## WHAT YOU ARE ASKED TO DO
Arrange every line of the data below as a Markdown table with the columns "Row" and "Line", numbering the rows and omitting blank lines. Leave the pictures out of the table.
-------- RECORDS TO USE --------
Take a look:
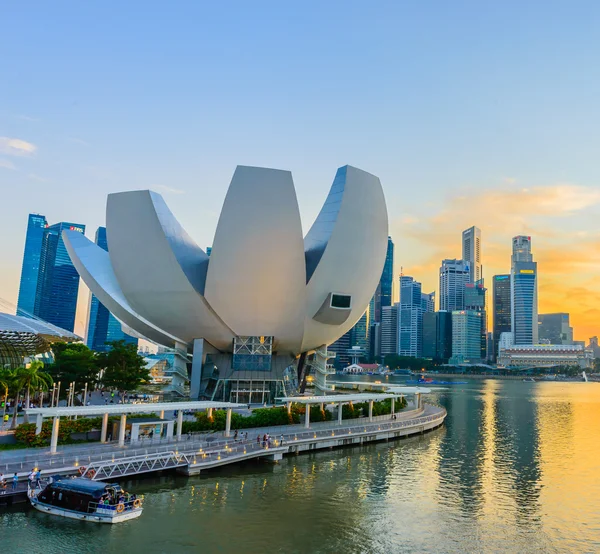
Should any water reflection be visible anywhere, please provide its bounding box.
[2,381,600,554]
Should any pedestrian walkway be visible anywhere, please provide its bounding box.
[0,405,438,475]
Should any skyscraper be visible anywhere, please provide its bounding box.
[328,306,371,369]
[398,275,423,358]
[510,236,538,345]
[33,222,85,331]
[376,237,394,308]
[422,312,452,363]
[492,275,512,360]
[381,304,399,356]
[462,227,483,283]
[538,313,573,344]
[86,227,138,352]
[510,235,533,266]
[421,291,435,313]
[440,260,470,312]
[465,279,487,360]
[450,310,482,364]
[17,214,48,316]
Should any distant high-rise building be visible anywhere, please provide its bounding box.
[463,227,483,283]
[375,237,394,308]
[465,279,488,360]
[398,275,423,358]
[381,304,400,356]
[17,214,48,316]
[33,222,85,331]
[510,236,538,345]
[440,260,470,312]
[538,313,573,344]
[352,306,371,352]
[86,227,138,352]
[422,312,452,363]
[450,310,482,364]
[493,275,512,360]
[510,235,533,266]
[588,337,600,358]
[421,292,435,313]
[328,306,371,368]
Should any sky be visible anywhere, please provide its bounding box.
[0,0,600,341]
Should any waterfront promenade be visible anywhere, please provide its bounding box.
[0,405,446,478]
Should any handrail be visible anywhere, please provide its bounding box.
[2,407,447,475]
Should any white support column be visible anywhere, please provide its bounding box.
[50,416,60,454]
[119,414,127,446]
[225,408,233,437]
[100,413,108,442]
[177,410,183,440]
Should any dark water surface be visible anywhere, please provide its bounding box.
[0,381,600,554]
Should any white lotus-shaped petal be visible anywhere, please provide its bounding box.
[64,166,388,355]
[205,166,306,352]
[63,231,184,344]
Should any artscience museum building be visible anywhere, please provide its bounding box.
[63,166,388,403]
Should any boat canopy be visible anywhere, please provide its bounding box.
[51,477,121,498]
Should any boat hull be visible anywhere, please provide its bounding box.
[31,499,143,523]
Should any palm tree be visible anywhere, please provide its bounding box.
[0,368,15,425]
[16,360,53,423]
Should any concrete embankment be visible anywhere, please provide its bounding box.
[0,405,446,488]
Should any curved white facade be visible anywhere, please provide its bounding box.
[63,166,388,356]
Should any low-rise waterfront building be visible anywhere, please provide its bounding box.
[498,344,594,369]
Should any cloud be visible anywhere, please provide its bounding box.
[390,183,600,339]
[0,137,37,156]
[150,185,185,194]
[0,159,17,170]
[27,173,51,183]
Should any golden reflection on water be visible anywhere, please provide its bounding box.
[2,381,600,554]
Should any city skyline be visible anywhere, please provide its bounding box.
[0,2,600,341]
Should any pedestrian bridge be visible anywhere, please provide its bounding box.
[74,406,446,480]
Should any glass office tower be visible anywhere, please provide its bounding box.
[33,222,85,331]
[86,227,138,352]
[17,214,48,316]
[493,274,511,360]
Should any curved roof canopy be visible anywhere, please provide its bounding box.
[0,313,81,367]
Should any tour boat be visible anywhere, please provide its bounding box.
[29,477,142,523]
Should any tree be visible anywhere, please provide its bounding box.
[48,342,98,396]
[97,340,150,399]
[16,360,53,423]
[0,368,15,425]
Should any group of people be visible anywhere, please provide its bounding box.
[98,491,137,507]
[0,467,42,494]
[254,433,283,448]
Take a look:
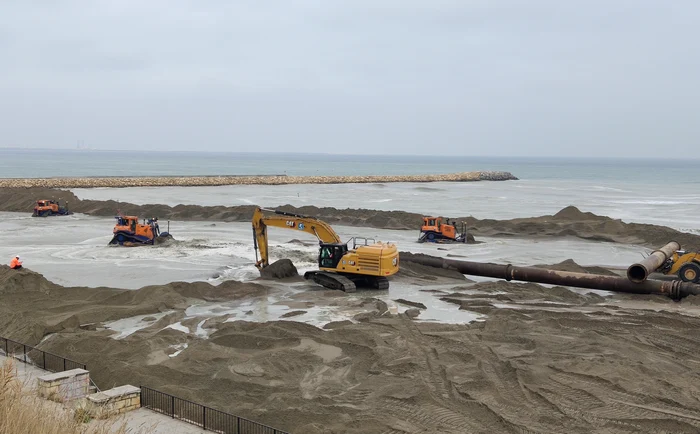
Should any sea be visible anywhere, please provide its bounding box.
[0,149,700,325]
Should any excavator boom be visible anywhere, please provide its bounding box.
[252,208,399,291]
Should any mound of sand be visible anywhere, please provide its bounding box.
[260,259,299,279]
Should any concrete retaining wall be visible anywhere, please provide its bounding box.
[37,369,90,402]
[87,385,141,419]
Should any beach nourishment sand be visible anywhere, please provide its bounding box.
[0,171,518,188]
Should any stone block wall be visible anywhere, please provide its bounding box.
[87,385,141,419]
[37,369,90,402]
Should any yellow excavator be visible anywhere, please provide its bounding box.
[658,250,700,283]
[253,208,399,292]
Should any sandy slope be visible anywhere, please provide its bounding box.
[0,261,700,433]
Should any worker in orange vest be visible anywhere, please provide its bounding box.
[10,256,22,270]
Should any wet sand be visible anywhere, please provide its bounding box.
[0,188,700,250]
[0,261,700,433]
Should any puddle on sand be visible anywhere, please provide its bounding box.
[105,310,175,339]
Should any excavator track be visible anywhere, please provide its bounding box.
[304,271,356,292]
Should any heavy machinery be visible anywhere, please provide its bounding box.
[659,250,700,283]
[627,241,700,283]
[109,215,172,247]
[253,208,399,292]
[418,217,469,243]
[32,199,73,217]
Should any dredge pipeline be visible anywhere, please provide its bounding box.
--------
## FULL RESPONSE
| Row | Line |
|---|---|
| 1 | Take a look: |
| 2 | Should any water reflection be visible anywhere, please provide its bounding box. |
| 3 | [2,381,600,554] |
| 4 | Should any pedestrian walkway be visible anywhere, please provide its bounding box. |
| 5 | [0,405,438,475] |
| 6 | Should any skyscraper be visible anywhere, please provide its bounding box. |
| 7 | [328,306,371,369] |
| 8 | [398,275,423,358] |
| 9 | [510,236,538,345] |
| 10 | [33,222,85,331] |
| 11 | [376,237,394,308] |
| 12 | [422,312,452,363] |
| 13 | [492,275,512,360] |
| 14 | [381,304,399,356] |
| 15 | [462,227,483,283] |
| 16 | [538,313,573,344] |
| 17 | [86,227,138,352] |
| 18 | [510,235,533,266] |
| 19 | [421,291,435,313] |
| 20 | [440,260,470,312] |
| 21 | [465,279,487,360] |
| 22 | [450,310,482,364] |
| 23 | [17,214,48,316] |
| 24 | Should any distant high-rise building be visible anywhere, please provide its bounding box. |
| 25 | [463,227,483,283] |
| 26 | [375,237,394,308] |
| 27 | [465,279,488,360] |
| 28 | [398,275,423,358] |
| 29 | [381,304,400,356] |
| 30 | [17,214,48,316] |
| 31 | [33,222,85,331] |
| 32 | [510,236,538,345] |
| 33 | [440,260,470,312] |
| 34 | [538,313,573,344] |
| 35 | [352,306,371,352] |
| 36 | [86,227,138,352] |
| 37 | [422,312,452,363] |
| 38 | [450,310,482,364] |
| 39 | [493,275,512,360] |
| 40 | [510,235,533,266] |
| 41 | [588,337,600,358] |
| 42 | [421,292,435,313] |
| 43 | [328,306,371,368] |
| 44 | Should any sky be visible anywhere, please provide its bounding box. |
| 45 | [0,0,600,341] |
| 46 | Should any waterfront promenade be visible anywhere, please provide its bounding box. |
| 47 | [0,405,446,478] |
| 48 | Should any handrail be visible anywhere, please provide its bounding box. |
| 49 | [2,407,447,475] |
| 50 | Should any white support column be visible anywhere, please provide its bounding box. |
| 51 | [50,416,60,454] |
| 52 | [119,414,127,446] |
| 53 | [225,408,233,437] |
| 54 | [100,413,108,442] |
| 55 | [177,410,183,440] |
| 56 | Should any dark water surface be visible anywhere, please provide its bounding box. |
| 57 | [0,381,600,554] |
| 58 | Should any white lotus-shaped petal be visible anywhere, please provide its bounding box. |
| 59 | [64,166,388,355] |
| 60 | [205,166,306,352] |
| 61 | [63,231,184,344] |
| 62 | Should any artscience museum building be visible anywhere, please provide its bounding box. |
| 63 | [63,166,388,403] |
| 64 | Should any boat canopy be visible anywhere, please provide its bounding box. |
| 65 | [51,477,121,498] |
| 66 | Should any boat hull be visible anywhere, please provide its bounding box. |
| 67 | [31,499,143,523] |
| 68 | Should any palm tree be visible anywhere, please provide its bounding box. |
| 69 | [0,368,15,425] |
| 70 | [16,360,53,423] |
| 71 | Should any concrete embankment be visible anywhere, please provide its bounding box. |
| 72 | [0,405,446,488] |
| 73 | Should any curved white facade be visible anywhere, please provide its bounding box. |
| 74 | [63,166,388,356] |
| 75 | Should any low-rise waterfront building be visible anywhere, please provide its bounding box. |
| 76 | [498,344,594,369] |
| 77 | Should any cloud be visible anywhere, please provide its bounding box. |
| 78 | [390,183,600,339] |
| 79 | [0,137,37,156] |
| 80 | [150,185,185,194] |
| 81 | [0,159,17,170] |
| 82 | [27,173,51,183] |
| 83 | Should any golden reflection on water be visible anywhere, please provide its bounding box. |
| 84 | [2,381,600,554] |
| 85 | Should any city skyline be visible anywhere, please provide its bounding box. |
| 86 | [0,2,600,341] |
| 87 | Should any pedestrian bridge be visible anywhere, please provide its bounding box. |
| 88 | [74,406,446,480] |
| 89 | Should any glass office tower be visible anywhere, please provide its bounding box. |
| 90 | [33,222,85,331] |
| 91 | [86,227,138,352] |
| 92 | [17,214,48,316] |
| 93 | [493,274,511,360] |
| 94 | Should any curved roof canopy be visible anywhere, please provide its bounding box. |
| 95 | [0,313,81,367] |
| 96 | Should any tour boat be visible anywhere, please provide its bounding box. |
| 97 | [29,477,142,523] |
| 98 | Should any tree be visible anywhere, please provide its bounding box. |
| 99 | [48,342,98,396] |
| 100 | [97,340,150,399] |
| 101 | [16,360,53,423] |
| 102 | [0,368,15,425] |
| 103 | Should any group of people be visible anywhere, please provide its bounding box. |
| 104 | [98,491,137,507] |
| 105 | [0,467,42,494] |
| 106 | [254,433,283,448] |
| 107 | Take a look: |
| 108 | Should any sea be visible anywhere, please provide its bounding box. |
| 109 | [0,149,700,325] |
| 110 | Should any excavator boom be visible anywhere, please provide its bounding box. |
| 111 | [252,208,399,291] |
| 112 | Should any mound of sand be visible anywhere, please provide its bounding box. |
| 113 | [260,259,299,279] |
| 114 | Should any concrete retaining wall be visible anywhere, please provide its bounding box. |
| 115 | [37,369,90,402] |
| 116 | [87,385,141,419] |
| 117 | Should any beach nourishment sand be visible anywhere, please provide its bounding box. |
| 118 | [0,171,518,188] |
| 119 | Should any stone block wall be visible anywhere, please provide its bounding box. |
| 120 | [87,385,141,419] |
| 121 | [37,369,90,402] |
| 122 | Should any yellow excavator be visible anywhere, please provide its bounding box. |
| 123 | [658,250,700,283] |
| 124 | [253,208,399,292] |
| 125 | Should any sandy slope be visible anywhere, please provide its bounding box. |
| 126 | [0,261,700,433] |
| 127 | Should any worker in orange vest be visible anywhere, please provide its bounding box. |
| 128 | [10,256,22,270] |
| 129 | Should any wet sand be visible anywhere, please provide its bounding box. |
| 130 | [0,188,700,250] |
| 131 | [0,261,700,433] |
| 132 | Should any puddle on sand be visible anywhere, please provide its bounding box. |
| 133 | [105,310,175,339] |
| 134 | Should any excavator track be visible anywhere, please provide its bounding box. |
| 135 | [304,271,356,292] |
| 136 | Should any heavy machinery be visible anywhere, please provide its bounding box. |
| 137 | [659,250,700,283] |
| 138 | [627,241,700,283] |
| 139 | [109,215,172,247] |
| 140 | [253,208,399,292] |
| 141 | [418,217,469,243] |
| 142 | [32,199,73,217] |
| 143 | Should any dredge pipeline be visible anywhere, please provide its bounding box. |